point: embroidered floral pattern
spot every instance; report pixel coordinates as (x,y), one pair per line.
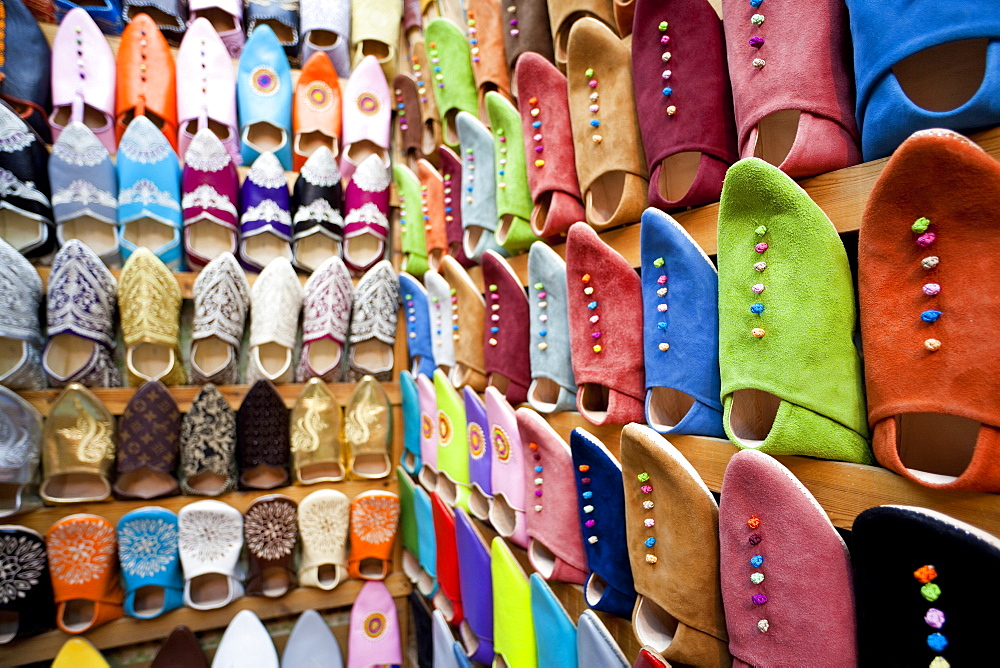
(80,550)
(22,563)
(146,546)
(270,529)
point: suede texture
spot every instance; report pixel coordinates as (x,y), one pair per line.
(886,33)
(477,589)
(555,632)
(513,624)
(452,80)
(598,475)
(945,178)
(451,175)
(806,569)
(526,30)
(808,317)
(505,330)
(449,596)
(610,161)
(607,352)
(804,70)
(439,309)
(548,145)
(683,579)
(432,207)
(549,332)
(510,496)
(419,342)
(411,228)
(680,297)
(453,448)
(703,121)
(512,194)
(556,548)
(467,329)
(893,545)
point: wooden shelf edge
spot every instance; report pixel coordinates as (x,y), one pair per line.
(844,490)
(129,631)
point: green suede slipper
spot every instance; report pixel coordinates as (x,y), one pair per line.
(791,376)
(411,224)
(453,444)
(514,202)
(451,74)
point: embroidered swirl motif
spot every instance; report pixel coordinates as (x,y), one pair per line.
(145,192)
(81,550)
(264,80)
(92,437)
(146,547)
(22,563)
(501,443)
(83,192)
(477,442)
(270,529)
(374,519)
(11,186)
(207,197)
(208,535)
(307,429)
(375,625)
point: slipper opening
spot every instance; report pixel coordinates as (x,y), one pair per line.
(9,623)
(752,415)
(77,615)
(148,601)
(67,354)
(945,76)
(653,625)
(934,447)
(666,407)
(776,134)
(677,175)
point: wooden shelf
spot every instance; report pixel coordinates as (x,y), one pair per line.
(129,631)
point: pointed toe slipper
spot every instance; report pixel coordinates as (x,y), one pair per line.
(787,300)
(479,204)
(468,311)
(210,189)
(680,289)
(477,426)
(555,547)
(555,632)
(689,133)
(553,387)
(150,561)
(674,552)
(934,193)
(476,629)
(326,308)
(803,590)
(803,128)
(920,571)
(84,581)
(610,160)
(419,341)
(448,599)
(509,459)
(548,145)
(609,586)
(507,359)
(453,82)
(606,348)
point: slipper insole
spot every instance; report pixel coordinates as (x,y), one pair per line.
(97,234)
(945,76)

####################

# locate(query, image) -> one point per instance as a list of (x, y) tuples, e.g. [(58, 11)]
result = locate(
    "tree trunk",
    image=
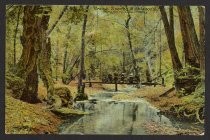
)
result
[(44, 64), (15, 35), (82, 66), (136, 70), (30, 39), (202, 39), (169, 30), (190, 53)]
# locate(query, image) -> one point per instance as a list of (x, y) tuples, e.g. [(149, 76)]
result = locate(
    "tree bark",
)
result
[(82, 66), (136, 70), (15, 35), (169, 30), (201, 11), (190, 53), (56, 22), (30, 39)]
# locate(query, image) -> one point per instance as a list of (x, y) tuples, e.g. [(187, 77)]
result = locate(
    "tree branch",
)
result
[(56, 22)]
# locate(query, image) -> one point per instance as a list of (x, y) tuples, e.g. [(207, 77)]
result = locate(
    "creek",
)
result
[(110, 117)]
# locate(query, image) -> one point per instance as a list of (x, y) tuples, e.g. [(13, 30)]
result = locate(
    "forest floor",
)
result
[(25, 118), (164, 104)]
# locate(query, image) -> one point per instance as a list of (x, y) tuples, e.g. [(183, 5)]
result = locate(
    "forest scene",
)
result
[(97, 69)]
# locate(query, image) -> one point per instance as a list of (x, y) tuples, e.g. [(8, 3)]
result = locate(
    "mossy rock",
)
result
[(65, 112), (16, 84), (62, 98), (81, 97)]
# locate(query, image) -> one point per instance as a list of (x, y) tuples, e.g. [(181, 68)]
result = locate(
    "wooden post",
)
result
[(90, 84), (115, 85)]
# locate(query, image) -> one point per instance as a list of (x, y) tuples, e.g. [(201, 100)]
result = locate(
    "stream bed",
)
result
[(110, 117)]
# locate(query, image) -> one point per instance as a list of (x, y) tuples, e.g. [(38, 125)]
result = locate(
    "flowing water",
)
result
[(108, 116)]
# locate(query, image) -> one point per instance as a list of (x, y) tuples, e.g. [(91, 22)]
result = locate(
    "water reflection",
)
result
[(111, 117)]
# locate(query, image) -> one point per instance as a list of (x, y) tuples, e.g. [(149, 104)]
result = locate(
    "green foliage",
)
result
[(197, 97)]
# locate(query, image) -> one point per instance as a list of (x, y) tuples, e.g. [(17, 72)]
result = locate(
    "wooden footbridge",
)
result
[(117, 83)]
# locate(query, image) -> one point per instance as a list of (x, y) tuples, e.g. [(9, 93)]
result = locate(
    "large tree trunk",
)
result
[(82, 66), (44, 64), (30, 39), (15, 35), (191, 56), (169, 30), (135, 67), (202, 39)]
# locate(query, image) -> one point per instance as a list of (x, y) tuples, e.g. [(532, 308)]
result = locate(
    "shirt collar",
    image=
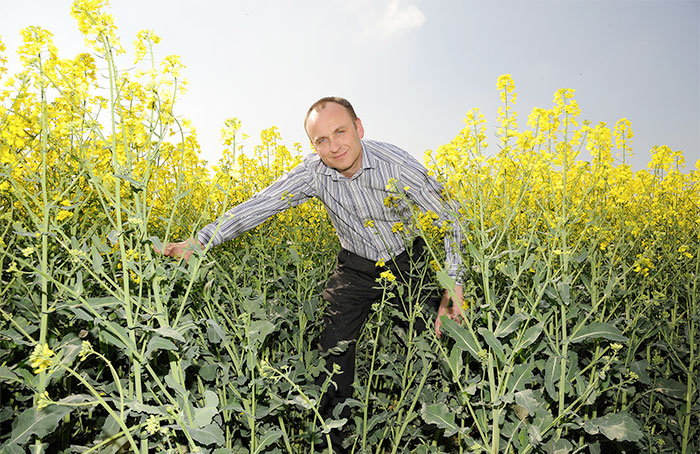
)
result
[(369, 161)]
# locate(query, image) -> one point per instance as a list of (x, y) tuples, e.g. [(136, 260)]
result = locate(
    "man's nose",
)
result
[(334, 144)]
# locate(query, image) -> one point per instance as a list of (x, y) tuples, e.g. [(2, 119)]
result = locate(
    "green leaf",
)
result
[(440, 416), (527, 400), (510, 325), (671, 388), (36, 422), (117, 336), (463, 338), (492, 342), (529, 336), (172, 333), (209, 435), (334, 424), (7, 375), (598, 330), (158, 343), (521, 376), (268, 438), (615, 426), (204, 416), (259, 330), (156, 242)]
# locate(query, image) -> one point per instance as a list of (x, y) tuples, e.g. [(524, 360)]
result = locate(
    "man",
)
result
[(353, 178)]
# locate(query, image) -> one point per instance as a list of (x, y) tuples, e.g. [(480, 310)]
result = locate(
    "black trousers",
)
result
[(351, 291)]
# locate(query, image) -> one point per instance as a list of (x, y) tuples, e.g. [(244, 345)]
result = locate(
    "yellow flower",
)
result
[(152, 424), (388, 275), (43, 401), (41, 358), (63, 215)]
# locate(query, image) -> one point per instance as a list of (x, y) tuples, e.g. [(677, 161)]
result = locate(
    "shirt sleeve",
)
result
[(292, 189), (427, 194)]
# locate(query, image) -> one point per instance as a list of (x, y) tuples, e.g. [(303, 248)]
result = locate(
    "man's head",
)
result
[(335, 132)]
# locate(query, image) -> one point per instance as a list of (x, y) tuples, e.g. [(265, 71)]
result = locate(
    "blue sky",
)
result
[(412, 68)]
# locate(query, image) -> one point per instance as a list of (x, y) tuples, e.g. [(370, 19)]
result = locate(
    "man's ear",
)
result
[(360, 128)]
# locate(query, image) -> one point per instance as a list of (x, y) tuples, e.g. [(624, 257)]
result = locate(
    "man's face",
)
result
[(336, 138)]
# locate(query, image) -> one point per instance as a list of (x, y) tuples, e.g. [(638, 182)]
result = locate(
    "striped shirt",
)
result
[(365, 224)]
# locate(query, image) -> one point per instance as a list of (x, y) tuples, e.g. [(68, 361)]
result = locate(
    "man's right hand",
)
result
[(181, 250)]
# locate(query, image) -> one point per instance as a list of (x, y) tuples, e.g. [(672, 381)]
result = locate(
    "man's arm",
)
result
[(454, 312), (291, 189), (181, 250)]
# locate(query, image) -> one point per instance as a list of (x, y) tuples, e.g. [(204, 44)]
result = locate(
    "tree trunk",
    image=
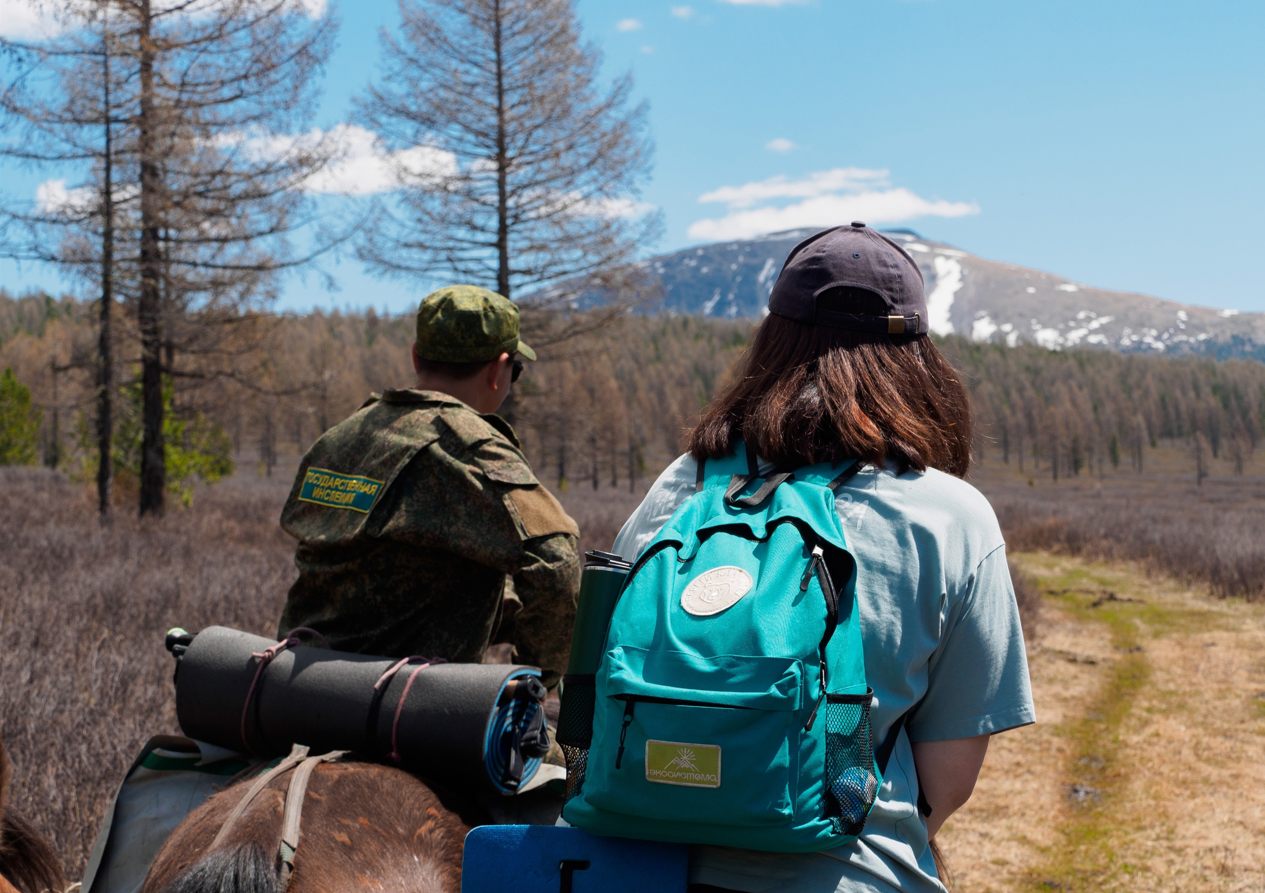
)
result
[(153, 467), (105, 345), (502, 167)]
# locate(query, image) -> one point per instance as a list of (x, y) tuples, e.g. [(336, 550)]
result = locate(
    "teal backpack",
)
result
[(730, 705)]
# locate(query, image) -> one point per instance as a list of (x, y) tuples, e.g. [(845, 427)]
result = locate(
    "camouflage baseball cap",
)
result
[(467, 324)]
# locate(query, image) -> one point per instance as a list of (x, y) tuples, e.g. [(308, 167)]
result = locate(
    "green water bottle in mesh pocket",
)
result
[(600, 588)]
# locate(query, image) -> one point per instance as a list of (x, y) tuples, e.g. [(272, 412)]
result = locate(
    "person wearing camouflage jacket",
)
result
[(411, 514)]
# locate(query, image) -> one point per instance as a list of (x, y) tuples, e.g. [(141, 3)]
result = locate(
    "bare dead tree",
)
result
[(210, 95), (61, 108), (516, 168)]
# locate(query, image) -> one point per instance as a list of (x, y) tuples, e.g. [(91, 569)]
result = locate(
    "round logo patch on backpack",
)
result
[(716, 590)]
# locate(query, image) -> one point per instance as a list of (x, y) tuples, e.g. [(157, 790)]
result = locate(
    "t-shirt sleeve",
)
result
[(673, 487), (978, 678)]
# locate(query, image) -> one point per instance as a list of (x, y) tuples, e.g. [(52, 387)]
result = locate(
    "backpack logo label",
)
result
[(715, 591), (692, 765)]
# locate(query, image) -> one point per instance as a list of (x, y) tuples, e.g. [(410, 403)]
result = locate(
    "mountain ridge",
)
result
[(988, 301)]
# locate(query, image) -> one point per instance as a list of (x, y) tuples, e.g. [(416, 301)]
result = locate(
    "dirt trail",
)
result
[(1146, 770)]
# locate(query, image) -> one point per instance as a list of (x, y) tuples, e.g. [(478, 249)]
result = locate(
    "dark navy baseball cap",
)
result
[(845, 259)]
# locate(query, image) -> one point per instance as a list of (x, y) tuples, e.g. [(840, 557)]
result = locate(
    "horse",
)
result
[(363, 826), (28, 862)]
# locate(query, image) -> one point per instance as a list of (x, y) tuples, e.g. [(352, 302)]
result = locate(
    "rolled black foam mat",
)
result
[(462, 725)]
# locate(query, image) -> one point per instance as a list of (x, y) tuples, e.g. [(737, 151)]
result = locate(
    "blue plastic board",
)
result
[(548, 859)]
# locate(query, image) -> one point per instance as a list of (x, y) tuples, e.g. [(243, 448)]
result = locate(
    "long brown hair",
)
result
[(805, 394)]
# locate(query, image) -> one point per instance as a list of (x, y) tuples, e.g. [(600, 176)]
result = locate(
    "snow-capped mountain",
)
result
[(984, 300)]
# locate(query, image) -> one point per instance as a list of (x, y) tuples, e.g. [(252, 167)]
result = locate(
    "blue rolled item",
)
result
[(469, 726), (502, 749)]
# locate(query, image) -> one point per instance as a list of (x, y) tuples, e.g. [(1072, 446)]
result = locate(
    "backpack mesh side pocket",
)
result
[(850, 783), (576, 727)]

####################

# PROBLEM DESCRIPTION:
Across all the entries above, how many lines hold the word "backpack"? Answer with the number only.

# RESPONSE BELOW:
4